TAREFA A:
Segundo o trecho selecionado, em que data será lançada a campanha pela aprovação da PEC 504?
TAREFA B:
Por favor, liste os biomas que o trecho selecionado cita pelo nome como já considerados patrimônios nacionais.

Entidades lançam campanha nacional para inserir na Constituição Federal o Cerrado e Caatinga como patrimônios do Brasil
Amazônia, Mata Atlântica, Pantanal e outros biomas já são considerados patrimônios nacionais, e por isso – ao contrário da Caatinga e do Cerrado – têm maiores chances de proteção em políticas públicas
A Campanha Nacional em Defesa do Cerrado, juntamente com a ASA (Articulação Semiárido Brasileiro), povos e comunidades tradicionais, movimentos e entidades lançarão no dia 11/09, Dia do Cerrado, uma campanha nacional pela aprovação da PEC 504 (Proposta de Emenda Constitucional), que pretende transformar Caatinga e Cerrado em patrimônios nacionais, protegidos pela Constituição Federal.

DADOS COLETADOS:

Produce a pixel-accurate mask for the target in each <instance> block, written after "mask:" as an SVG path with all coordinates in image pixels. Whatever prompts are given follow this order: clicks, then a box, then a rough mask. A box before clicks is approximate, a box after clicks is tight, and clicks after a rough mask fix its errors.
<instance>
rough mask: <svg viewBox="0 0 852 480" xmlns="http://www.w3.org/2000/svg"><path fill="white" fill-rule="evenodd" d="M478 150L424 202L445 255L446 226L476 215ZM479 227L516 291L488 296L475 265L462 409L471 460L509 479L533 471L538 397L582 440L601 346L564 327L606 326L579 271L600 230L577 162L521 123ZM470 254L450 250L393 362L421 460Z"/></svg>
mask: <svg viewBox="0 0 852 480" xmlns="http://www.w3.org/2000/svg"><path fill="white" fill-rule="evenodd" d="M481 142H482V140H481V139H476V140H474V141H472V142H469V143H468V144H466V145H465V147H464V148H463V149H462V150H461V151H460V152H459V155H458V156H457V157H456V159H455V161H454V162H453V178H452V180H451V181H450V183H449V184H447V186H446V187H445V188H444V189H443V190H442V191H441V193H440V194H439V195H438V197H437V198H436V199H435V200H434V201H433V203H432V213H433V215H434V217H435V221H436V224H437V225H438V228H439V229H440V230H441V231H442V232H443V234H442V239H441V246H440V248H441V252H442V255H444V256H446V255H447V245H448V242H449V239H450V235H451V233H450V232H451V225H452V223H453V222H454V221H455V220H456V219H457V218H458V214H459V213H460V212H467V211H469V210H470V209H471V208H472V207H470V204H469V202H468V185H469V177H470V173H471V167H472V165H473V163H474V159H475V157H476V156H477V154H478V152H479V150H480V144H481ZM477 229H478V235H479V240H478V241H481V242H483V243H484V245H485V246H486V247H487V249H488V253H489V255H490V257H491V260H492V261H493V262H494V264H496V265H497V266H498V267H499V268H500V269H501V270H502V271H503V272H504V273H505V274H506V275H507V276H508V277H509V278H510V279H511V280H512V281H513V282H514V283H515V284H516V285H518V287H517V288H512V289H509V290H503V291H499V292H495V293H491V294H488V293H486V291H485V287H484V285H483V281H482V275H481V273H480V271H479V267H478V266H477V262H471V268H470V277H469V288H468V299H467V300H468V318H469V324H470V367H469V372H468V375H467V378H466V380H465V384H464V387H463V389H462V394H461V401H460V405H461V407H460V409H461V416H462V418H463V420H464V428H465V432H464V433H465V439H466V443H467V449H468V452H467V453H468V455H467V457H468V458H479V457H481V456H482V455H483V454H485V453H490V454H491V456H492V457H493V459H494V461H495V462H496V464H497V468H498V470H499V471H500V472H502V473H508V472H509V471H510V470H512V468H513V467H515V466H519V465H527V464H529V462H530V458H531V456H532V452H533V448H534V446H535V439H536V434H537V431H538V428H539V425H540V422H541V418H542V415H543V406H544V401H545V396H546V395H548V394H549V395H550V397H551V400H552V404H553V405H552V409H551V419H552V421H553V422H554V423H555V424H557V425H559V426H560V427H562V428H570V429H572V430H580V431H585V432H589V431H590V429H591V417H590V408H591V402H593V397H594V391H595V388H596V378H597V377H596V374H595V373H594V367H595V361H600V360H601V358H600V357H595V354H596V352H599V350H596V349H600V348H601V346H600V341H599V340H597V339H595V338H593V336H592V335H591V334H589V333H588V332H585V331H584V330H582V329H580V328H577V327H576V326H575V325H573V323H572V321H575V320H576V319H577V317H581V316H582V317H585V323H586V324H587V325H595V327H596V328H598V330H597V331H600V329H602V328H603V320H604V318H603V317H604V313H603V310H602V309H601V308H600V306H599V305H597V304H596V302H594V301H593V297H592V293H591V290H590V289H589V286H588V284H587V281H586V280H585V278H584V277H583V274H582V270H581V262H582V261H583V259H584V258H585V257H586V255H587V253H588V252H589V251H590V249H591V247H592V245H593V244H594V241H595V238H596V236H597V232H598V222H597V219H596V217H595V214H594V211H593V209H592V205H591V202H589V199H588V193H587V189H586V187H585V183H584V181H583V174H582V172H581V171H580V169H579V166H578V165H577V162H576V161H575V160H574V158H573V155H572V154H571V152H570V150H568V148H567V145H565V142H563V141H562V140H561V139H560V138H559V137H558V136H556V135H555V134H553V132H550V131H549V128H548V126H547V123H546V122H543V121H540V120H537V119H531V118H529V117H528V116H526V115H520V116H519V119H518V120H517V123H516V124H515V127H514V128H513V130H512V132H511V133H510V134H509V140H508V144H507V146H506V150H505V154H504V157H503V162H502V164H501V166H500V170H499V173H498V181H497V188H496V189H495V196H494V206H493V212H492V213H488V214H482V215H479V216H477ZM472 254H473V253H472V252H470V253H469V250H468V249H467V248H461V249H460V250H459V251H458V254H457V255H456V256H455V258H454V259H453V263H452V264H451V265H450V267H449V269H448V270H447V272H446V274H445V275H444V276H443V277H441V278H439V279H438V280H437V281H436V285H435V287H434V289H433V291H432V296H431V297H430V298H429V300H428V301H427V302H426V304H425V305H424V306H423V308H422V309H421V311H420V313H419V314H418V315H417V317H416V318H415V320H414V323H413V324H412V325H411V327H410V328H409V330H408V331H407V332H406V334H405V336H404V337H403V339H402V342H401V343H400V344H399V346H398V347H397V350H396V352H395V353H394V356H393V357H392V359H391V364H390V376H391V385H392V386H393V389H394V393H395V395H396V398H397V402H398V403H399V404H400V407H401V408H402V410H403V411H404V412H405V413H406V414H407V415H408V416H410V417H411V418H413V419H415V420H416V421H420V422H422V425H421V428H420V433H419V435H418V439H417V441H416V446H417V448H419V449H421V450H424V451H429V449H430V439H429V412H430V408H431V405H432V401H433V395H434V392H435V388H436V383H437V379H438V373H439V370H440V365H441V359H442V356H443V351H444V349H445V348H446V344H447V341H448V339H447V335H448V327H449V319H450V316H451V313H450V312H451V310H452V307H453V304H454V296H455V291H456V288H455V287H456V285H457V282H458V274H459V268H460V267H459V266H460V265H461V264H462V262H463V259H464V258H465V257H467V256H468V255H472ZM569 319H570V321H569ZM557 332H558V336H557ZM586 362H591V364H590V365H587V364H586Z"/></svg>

RESPOSTA A:
No dia 11/09, Dia do Cerrado.

RESPOSTA B:
Amazônia, Mata Atlântica e Pantanal.